Supplied material:
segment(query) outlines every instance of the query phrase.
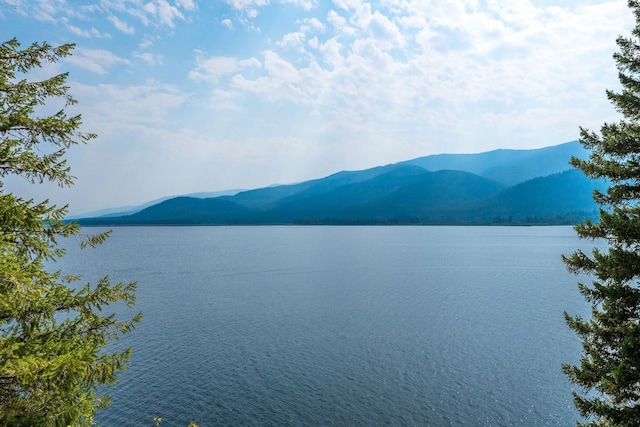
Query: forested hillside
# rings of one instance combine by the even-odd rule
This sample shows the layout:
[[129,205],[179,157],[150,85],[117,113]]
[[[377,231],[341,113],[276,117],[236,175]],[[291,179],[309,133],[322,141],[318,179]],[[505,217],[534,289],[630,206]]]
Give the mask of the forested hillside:
[[[569,166],[577,142],[428,156],[215,198],[177,197],[83,225],[571,224],[597,215],[602,183]],[[542,174],[542,175],[537,175]]]

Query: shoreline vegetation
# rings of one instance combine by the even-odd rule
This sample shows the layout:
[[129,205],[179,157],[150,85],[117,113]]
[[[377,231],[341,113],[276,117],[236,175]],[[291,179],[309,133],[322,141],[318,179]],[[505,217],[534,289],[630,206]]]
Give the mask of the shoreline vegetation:
[[[581,217],[581,218],[587,218]],[[592,218],[589,216],[589,218]],[[73,220],[72,220],[73,221]],[[326,220],[305,220],[296,221],[291,223],[85,223],[84,221],[79,224],[82,227],[300,227],[300,226],[345,226],[345,227],[558,227],[558,226],[573,226],[582,221],[578,219],[575,221],[565,221],[563,219],[540,219],[535,221],[523,221],[523,222],[508,222],[508,221],[495,221],[495,222],[410,222],[410,221],[332,221]]]

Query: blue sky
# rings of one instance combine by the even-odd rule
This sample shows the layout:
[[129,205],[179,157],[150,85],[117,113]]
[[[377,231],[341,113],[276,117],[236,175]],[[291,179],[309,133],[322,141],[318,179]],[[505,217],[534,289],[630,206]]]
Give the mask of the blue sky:
[[438,153],[536,148],[617,115],[626,1],[7,0],[3,40],[77,44],[72,212]]

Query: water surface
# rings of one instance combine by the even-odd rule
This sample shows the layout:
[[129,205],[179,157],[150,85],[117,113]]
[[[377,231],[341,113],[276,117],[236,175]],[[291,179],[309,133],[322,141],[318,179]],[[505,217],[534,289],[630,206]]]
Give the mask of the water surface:
[[[98,231],[86,229],[85,231]],[[58,266],[139,282],[103,426],[567,426],[570,227],[123,227]]]

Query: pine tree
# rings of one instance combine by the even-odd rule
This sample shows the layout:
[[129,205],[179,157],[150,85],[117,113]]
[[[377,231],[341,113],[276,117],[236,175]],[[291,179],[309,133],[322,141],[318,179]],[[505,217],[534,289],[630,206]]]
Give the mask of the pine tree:
[[[71,185],[67,149],[95,138],[79,131],[79,115],[65,112],[76,103],[67,74],[27,79],[72,49],[47,43],[21,49],[15,39],[0,45],[0,426],[93,424],[95,412],[108,404],[98,386],[113,383],[130,355],[104,347],[140,319],[119,321],[101,312],[116,301],[132,305],[135,283],[113,285],[105,277],[80,286],[79,277],[47,270],[64,255],[58,239],[80,233],[78,225],[64,221],[66,206],[25,200],[4,189],[9,176],[34,185]],[[57,113],[37,114],[58,101],[65,107]],[[105,238],[91,236],[84,243]]]
[[564,258],[571,272],[593,278],[590,286],[578,284],[591,319],[565,313],[582,339],[580,364],[563,370],[584,391],[574,392],[583,426],[640,426],[640,2],[628,4],[636,25],[630,37],[618,37],[614,54],[622,90],[607,91],[623,118],[605,123],[600,135],[581,128],[590,156],[571,160],[608,182],[606,192],[594,192],[598,221],[575,227],[579,237],[602,239],[607,249]]

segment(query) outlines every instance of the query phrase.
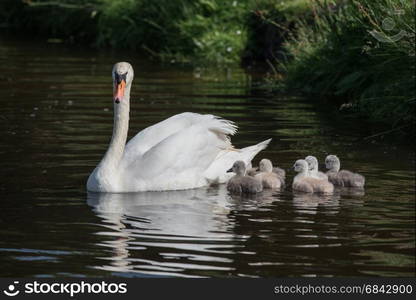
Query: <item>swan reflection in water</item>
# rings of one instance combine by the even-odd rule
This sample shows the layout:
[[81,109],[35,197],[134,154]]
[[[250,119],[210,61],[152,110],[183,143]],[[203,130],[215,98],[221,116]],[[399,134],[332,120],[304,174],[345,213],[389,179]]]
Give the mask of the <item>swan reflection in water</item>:
[[[282,200],[289,194],[265,190],[255,196],[230,196],[224,185],[184,191],[88,193],[88,204],[101,219],[96,232],[101,236],[98,245],[106,249],[99,257],[102,263],[94,268],[122,272],[124,276],[229,274],[235,270],[234,258],[244,255],[246,241],[256,234],[241,233],[241,216],[263,217],[264,214],[252,215],[250,211],[265,210],[274,214],[274,202],[293,201],[299,213],[294,220],[310,224],[315,222],[313,216],[317,213],[338,213],[341,202],[350,200],[340,200],[343,193],[295,193],[293,200]],[[336,226],[330,226],[326,235],[337,237]]]
[[[268,205],[275,197],[236,199],[224,185],[208,189],[142,193],[88,193],[102,219],[113,272],[184,276],[184,270],[232,270],[232,255],[248,238],[233,232],[230,212],[240,205]],[[213,263],[214,262],[214,263]]]

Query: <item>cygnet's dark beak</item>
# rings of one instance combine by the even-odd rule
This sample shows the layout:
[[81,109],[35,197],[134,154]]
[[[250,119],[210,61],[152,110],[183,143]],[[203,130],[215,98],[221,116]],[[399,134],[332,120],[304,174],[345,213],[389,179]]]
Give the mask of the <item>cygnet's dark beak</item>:
[[234,172],[233,168],[227,170],[227,173],[232,173],[232,172]]

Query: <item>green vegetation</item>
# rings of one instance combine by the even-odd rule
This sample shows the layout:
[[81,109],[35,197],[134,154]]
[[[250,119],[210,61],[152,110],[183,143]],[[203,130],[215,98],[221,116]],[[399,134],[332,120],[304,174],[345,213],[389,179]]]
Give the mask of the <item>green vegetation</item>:
[[350,110],[412,132],[414,3],[361,0],[317,4],[316,10],[312,24],[298,22],[296,34],[284,45],[286,85],[348,101]]
[[198,65],[260,60],[276,88],[414,134],[412,0],[2,0],[0,27]]
[[[316,0],[318,1],[318,0]],[[321,1],[321,0],[319,0]],[[267,62],[269,66],[285,56],[283,43],[292,34],[297,20],[312,21],[310,0],[251,1],[247,18],[247,44],[243,63]],[[273,68],[273,67],[272,67]]]
[[159,59],[235,63],[246,45],[250,2],[4,0],[0,24],[53,39],[145,51]]
[[103,0],[98,43],[181,61],[235,62],[245,45],[246,2]]

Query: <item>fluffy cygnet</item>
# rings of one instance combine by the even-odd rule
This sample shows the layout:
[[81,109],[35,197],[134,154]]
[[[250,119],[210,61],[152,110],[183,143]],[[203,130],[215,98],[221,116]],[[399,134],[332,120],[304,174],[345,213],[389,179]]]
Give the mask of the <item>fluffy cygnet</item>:
[[243,161],[236,161],[232,168],[227,172],[234,172],[236,175],[231,177],[227,183],[227,190],[232,194],[255,194],[263,191],[261,181],[245,176],[246,166]]
[[347,170],[340,170],[341,162],[336,155],[328,155],[325,159],[325,166],[328,169],[326,175],[334,185],[346,187],[364,187],[365,177],[358,173]]
[[298,172],[298,175],[296,175],[293,179],[293,190],[324,194],[331,194],[334,192],[334,186],[332,183],[327,180],[311,177],[309,175],[309,166],[306,160],[298,159],[293,167],[295,171]]
[[258,173],[258,168],[253,168],[251,162],[246,167],[246,175],[254,177]]
[[273,173],[276,173],[277,176],[282,178],[283,180],[286,178],[286,171],[279,167],[273,167]]
[[265,189],[279,189],[282,186],[281,179],[273,173],[273,165],[269,159],[263,158],[259,163],[260,172],[254,178],[261,181]]
[[[270,161],[271,162],[271,161]],[[260,166],[260,164],[259,164]],[[251,163],[249,166],[247,166],[247,171],[246,174],[248,176],[256,176],[256,174],[260,173],[261,171],[259,170],[259,168],[253,168],[251,166]],[[281,181],[281,185],[285,184],[285,178],[286,178],[286,171],[279,168],[279,167],[272,167],[272,172],[275,173],[277,176],[279,176],[280,181]]]
[[309,166],[309,175],[314,178],[328,180],[328,176],[318,171],[318,159],[315,156],[309,155],[305,157]]

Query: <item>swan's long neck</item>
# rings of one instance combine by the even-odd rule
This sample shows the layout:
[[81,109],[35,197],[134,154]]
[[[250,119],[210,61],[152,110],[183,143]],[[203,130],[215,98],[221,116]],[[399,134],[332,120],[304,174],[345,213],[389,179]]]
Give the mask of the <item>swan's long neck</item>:
[[108,150],[101,161],[102,168],[117,169],[123,157],[129,131],[130,86],[126,88],[124,99],[114,103],[114,125]]

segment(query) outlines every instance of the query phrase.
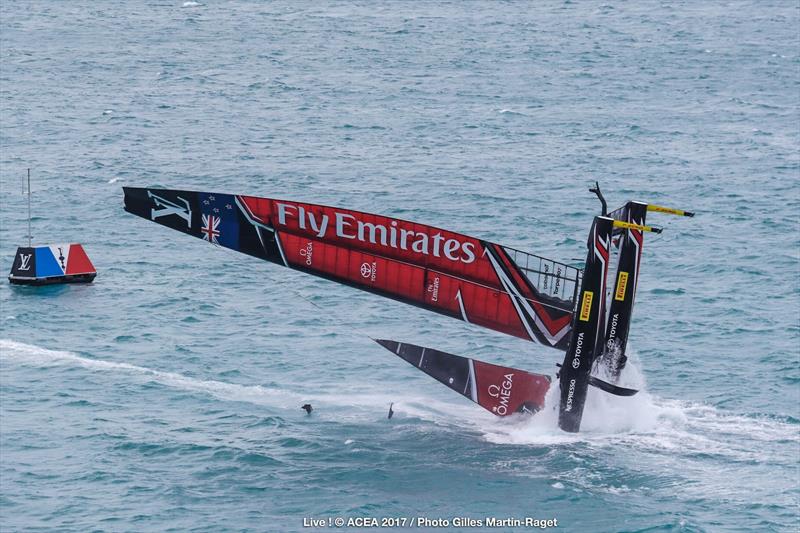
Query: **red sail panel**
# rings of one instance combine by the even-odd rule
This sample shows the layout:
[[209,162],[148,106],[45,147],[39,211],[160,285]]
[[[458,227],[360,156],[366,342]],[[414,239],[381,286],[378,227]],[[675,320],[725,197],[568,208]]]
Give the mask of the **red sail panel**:
[[93,274],[95,273],[94,265],[86,255],[86,251],[80,244],[69,245],[69,260],[67,261],[66,274]]
[[516,368],[472,360],[475,365],[478,403],[498,416],[544,407],[550,378]]
[[239,198],[255,220],[282,234],[317,239],[501,288],[483,244],[474,237],[351,209]]
[[279,233],[278,239],[289,266],[298,270],[530,339],[509,295],[495,288],[313,238]]
[[278,233],[289,266],[422,302],[425,269],[333,243]]

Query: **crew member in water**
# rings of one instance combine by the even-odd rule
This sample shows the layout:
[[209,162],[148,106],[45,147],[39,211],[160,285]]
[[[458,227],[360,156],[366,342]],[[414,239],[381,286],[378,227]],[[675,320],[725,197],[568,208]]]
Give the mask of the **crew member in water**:
[[301,407],[300,409],[305,409],[305,410],[306,410],[306,413],[308,413],[308,414],[311,414],[311,411],[313,411],[313,410],[314,410],[314,408],[313,408],[313,407],[311,407],[311,404],[310,404],[310,403],[305,403],[305,404],[303,404],[303,407]]

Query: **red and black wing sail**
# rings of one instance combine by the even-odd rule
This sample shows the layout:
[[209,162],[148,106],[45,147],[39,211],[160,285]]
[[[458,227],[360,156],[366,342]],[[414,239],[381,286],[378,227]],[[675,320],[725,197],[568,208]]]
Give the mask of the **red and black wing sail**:
[[125,210],[260,259],[566,350],[580,272],[432,226],[323,205],[125,187]]
[[497,416],[544,407],[550,376],[390,340],[378,344]]

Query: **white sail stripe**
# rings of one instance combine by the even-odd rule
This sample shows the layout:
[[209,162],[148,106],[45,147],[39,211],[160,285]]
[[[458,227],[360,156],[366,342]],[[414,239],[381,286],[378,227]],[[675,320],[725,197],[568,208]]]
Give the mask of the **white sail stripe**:
[[[236,206],[239,210],[244,213],[245,218],[256,228],[256,235],[258,235],[258,240],[261,242],[261,248],[266,252],[267,245],[264,244],[264,237],[261,236],[261,230],[265,229],[267,231],[271,231],[275,234],[275,241],[278,241],[278,233],[275,231],[275,228],[271,228],[266,224],[262,224],[261,222],[255,220],[255,215],[250,211],[250,208],[247,207],[247,204],[240,201],[239,197],[235,197]],[[281,257],[283,258],[283,263],[288,267],[289,263],[286,262],[286,258],[283,257],[283,250],[281,249],[280,242],[278,242],[278,250],[281,252]]]
[[[489,255],[489,257],[491,258],[492,256]],[[534,323],[539,327],[539,331],[542,333],[542,335],[544,335],[547,338],[550,344],[555,344],[556,342],[558,342],[558,340],[554,339],[549,334],[546,328],[542,327],[543,324],[541,323],[541,321],[538,320],[536,313],[534,313],[533,310],[530,308],[530,306],[527,305],[527,301],[525,300],[525,298],[523,298],[522,295],[517,291],[516,287],[514,287],[514,285],[511,283],[511,280],[509,280],[508,277],[505,275],[505,272],[503,272],[502,269],[499,269],[499,265],[494,261],[493,258],[492,258],[492,266],[494,266],[496,273],[500,278],[500,283],[502,283],[503,287],[506,289],[506,292],[508,293],[508,296],[511,299],[511,303],[514,304],[514,308],[517,310],[517,315],[519,316],[519,319],[522,322],[522,324],[525,326],[525,329],[527,330],[531,340],[535,342],[540,342],[538,337],[534,335],[530,323],[528,322],[525,316],[525,312],[520,308],[518,299],[522,300],[522,304],[525,306],[526,310],[530,312],[530,315],[533,317]]]
[[508,279],[508,277],[506,276],[505,272],[503,272],[503,269],[497,263],[497,260],[494,258],[494,256],[491,253],[489,253],[487,255],[489,257],[489,261],[492,263],[492,267],[494,267],[494,270],[495,270],[495,273],[497,274],[497,277],[500,278],[500,282],[503,284],[503,287],[505,287],[506,292],[508,292],[508,295],[511,297],[511,302],[514,304],[514,307],[517,309],[517,314],[519,315],[520,320],[524,324],[525,329],[528,331],[528,334],[531,336],[531,340],[538,341],[539,339],[537,339],[533,335],[533,332],[531,331],[530,325],[528,324],[528,321],[525,319],[525,315],[523,314],[522,310],[519,308],[519,305],[517,304],[517,299],[519,299],[522,302],[522,305],[525,307],[525,310],[528,311],[530,316],[533,317],[533,321],[536,324],[536,326],[539,329],[539,331],[542,333],[542,335],[545,338],[547,338],[547,340],[550,342],[550,344],[556,345],[564,337],[564,335],[566,335],[567,332],[569,331],[569,324],[567,324],[563,328],[561,328],[555,335],[551,335],[550,332],[547,330],[547,327],[544,325],[544,323],[539,318],[539,316],[531,308],[527,298],[522,296],[519,293],[519,291],[517,291],[516,287],[511,282],[511,280]]
[[254,226],[258,226],[259,228],[264,228],[265,230],[269,230],[269,231],[271,231],[271,232],[275,233],[275,228],[272,228],[272,227],[270,227],[270,226],[267,226],[267,225],[266,225],[266,224],[264,224],[263,222],[259,222],[258,220],[256,220],[256,217],[255,217],[255,215],[253,214],[253,212],[252,212],[252,211],[250,211],[250,208],[249,208],[249,207],[247,207],[247,204],[246,204],[246,203],[244,203],[244,202],[242,202],[242,201],[240,201],[240,200],[239,200],[239,197],[238,197],[238,196],[236,197],[236,205],[237,205],[237,206],[239,206],[239,209],[240,209],[240,210],[241,210],[241,211],[244,213],[244,216],[247,218],[247,220],[248,220],[248,221],[249,221],[249,222],[250,222],[252,225],[254,225]]
[[[490,257],[491,257],[491,255],[490,255]],[[497,269],[497,267],[495,267],[495,269]],[[525,323],[525,327],[526,327],[526,329],[528,329],[528,333],[531,334],[531,330],[528,327],[528,323],[524,318],[524,314],[522,314],[519,306],[517,306],[517,304],[516,304],[517,298],[519,298],[519,300],[522,302],[522,305],[525,307],[525,310],[528,311],[530,316],[533,317],[534,324],[536,324],[536,326],[539,329],[539,331],[550,342],[550,344],[553,345],[553,346],[558,344],[558,342],[564,337],[564,335],[566,335],[569,332],[569,324],[566,324],[556,334],[551,335],[550,332],[547,329],[547,326],[545,326],[544,323],[542,322],[542,320],[539,318],[539,315],[531,308],[530,303],[528,302],[528,299],[525,298],[524,296],[522,296],[522,294],[519,293],[519,291],[514,286],[513,282],[510,279],[508,279],[508,276],[505,275],[505,272],[503,272],[502,269],[501,269],[499,272],[497,272],[497,274],[498,274],[498,276],[501,277],[500,281],[503,283],[503,286],[506,288],[506,291],[508,291],[509,296],[511,297],[511,301],[514,303],[514,307],[516,307],[516,309],[517,309],[517,313],[520,314],[520,320],[522,320],[523,323]],[[515,298],[515,296],[516,296],[516,298]],[[533,338],[533,340],[535,340],[537,342],[539,341],[539,339],[537,339],[535,337],[532,337],[532,338]]]
[[278,232],[275,232],[275,243],[278,245],[278,251],[281,253],[281,259],[283,259],[283,264],[285,266],[289,266],[289,261],[286,260],[286,256],[283,255],[283,246],[281,246],[281,238],[278,235]]
[[261,243],[261,248],[266,251],[267,247],[264,245],[264,237],[261,236],[261,228],[256,228],[256,235],[258,235],[258,242]]
[[552,338],[552,339],[553,339],[553,340],[552,340],[552,343],[553,343],[553,345],[556,345],[556,344],[558,344],[558,343],[561,341],[561,339],[563,339],[563,338],[564,338],[564,335],[566,335],[566,334],[567,334],[567,333],[569,333],[569,331],[570,331],[570,329],[569,329],[569,326],[570,326],[570,324],[568,323],[568,324],[567,324],[567,325],[565,325],[563,328],[561,328],[561,329],[558,331],[558,333],[556,333],[555,335],[550,335],[550,333],[547,331],[547,328],[546,328],[546,327],[545,327],[545,325],[544,325],[544,324],[541,322],[541,320],[539,319],[539,317],[538,317],[538,316],[534,318],[534,321],[536,322],[536,325],[537,325],[537,326],[539,326],[539,327],[540,327],[540,329],[542,329],[542,330],[545,332],[545,335],[546,335],[546,336],[548,336],[548,337],[550,337],[550,338]]
[[522,322],[522,325],[525,326],[525,330],[528,332],[528,336],[531,338],[532,341],[538,342],[539,339],[536,337],[536,335],[533,334],[533,330],[531,330],[531,326],[530,324],[528,324],[528,320],[525,318],[522,309],[520,309],[516,297],[514,296],[514,294],[512,294],[512,290],[508,287],[508,284],[506,283],[505,274],[503,273],[502,270],[498,268],[497,262],[495,261],[494,257],[492,257],[492,254],[488,254],[488,256],[489,256],[489,261],[492,263],[492,267],[494,267],[495,269],[497,277],[500,279],[500,283],[503,285],[503,288],[505,288],[508,297],[511,299],[511,303],[514,304],[514,308],[517,310],[517,316]]
[[458,307],[461,309],[461,318],[469,324],[469,318],[467,318],[467,311],[464,309],[464,298],[461,296],[461,288],[459,287],[458,292],[456,292],[456,299],[458,300]]
[[[505,273],[504,273],[504,275],[505,275]],[[506,278],[506,279],[507,279],[507,278]],[[509,284],[511,284],[511,286],[512,286],[512,287],[514,287],[513,283],[511,283],[511,280],[508,280],[508,283],[509,283]],[[555,345],[555,344],[557,344],[557,343],[558,343],[558,342],[559,342],[559,341],[560,341],[560,340],[561,340],[561,339],[564,337],[564,335],[566,335],[566,334],[567,334],[567,332],[569,331],[569,326],[570,326],[570,324],[569,324],[569,323],[568,323],[568,324],[566,324],[566,325],[565,325],[563,328],[561,328],[560,330],[558,330],[558,332],[557,332],[557,333],[555,333],[554,335],[551,335],[551,334],[550,334],[550,331],[547,329],[547,326],[545,326],[545,325],[544,325],[544,322],[542,322],[542,320],[539,318],[539,315],[538,315],[538,313],[536,313],[536,312],[533,310],[533,308],[531,308],[531,306],[530,306],[530,302],[528,301],[528,299],[527,299],[527,298],[525,298],[524,296],[522,296],[522,295],[521,295],[521,294],[520,294],[520,293],[519,293],[519,292],[516,290],[516,288],[514,288],[514,294],[516,294],[516,295],[517,295],[517,297],[519,297],[519,299],[522,301],[522,305],[524,305],[524,306],[525,306],[525,309],[526,309],[526,310],[528,311],[528,313],[530,313],[530,315],[533,317],[533,322],[534,322],[534,323],[536,324],[536,326],[539,328],[539,331],[540,331],[540,332],[542,332],[542,334],[543,334],[543,335],[544,335],[544,336],[547,338],[547,340],[548,340],[548,341],[550,341],[550,344],[552,344],[552,345]]]
[[597,317],[598,317],[598,319],[597,319],[597,327],[595,328],[595,339],[599,339],[600,338],[600,335],[601,335],[600,327],[605,322],[603,320],[605,318],[603,315],[604,315],[604,312],[606,311],[606,309],[605,309],[606,278],[608,277],[608,262],[603,257],[603,254],[601,253],[601,247],[598,246],[598,243],[600,243],[600,244],[605,246],[606,253],[609,253],[609,254],[611,253],[611,248],[609,247],[609,244],[610,244],[609,241],[608,240],[604,241],[603,238],[600,235],[597,235],[595,233],[594,255],[597,257],[597,259],[600,261],[600,263],[602,263],[602,272],[603,272],[602,278],[600,280],[601,281],[601,283],[600,283],[600,297],[601,297],[601,300],[598,302],[598,305],[597,305]]
[[[596,343],[596,339],[599,339],[600,335],[604,334],[604,332],[603,333],[600,332],[600,326],[601,326],[601,324],[603,322],[603,320],[601,320],[601,318],[602,318],[602,313],[604,311],[604,309],[603,309],[604,305],[603,304],[605,302],[605,297],[606,297],[606,277],[608,276],[608,264],[606,263],[606,260],[603,258],[603,255],[600,254],[600,251],[599,251],[599,249],[597,247],[597,242],[603,243],[603,239],[599,235],[595,235],[595,236],[596,236],[596,240],[595,240],[594,252],[595,252],[595,256],[597,256],[598,260],[602,263],[602,272],[603,272],[602,278],[601,278],[602,283],[600,285],[600,294],[601,294],[602,300],[600,300],[598,302],[598,304],[597,304],[598,320],[597,320],[597,326],[595,327],[595,343]],[[606,250],[608,250],[608,242],[606,242],[604,244],[606,245]],[[597,355],[599,355],[599,354],[595,354],[595,357]]]
[[[603,256],[600,253],[600,247],[597,246],[598,242],[600,242],[601,244],[605,245],[606,253],[610,253],[609,246],[608,246],[609,243],[607,241],[603,241],[603,239],[599,235],[597,236],[597,240],[595,241],[595,246],[594,246],[594,255],[599,257],[600,260],[602,261],[603,260]],[[603,261],[603,262],[605,262],[605,261]]]
[[[469,359],[469,383],[467,385],[470,388],[469,395],[472,398],[472,401],[478,403],[478,387],[475,383],[475,364],[472,362],[472,359]],[[464,393],[466,394],[466,390]]]
[[417,363],[417,366],[420,368],[422,368],[422,361],[425,359],[425,350],[426,348],[423,346],[422,353],[419,355],[419,363]]

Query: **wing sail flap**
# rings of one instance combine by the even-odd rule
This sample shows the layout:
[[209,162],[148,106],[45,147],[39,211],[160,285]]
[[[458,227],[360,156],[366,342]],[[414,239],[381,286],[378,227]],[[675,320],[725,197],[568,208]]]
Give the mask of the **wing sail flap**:
[[550,377],[493,365],[416,344],[375,342],[444,386],[497,416],[535,413],[544,407]]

What you have to do: In the reply, give again exactly the lines from the beginning of the entries above through the line with "Query: shoreline vegetation"; pictures stay out.

Problem solution:
segment(query) outlines every instance of the query phrase.
Query: forested hillside
# rings of one instance combine by the even-odd rule
This sample shows the layout:
[[129,205],[179,157],[150,85],[117,113]]
[[[377,231],[341,113],[276,117],[236,175]],[[291,179],[309,133],[322,141],[318,179]],[[505,217],[534,289],[630,206]]]
Give the mask of the forested hillside:
[[[569,166],[577,142],[428,156],[215,198],[177,197],[83,225],[571,224],[597,215],[602,183]],[[542,174],[542,175],[537,175]]]

Query: shoreline vegetation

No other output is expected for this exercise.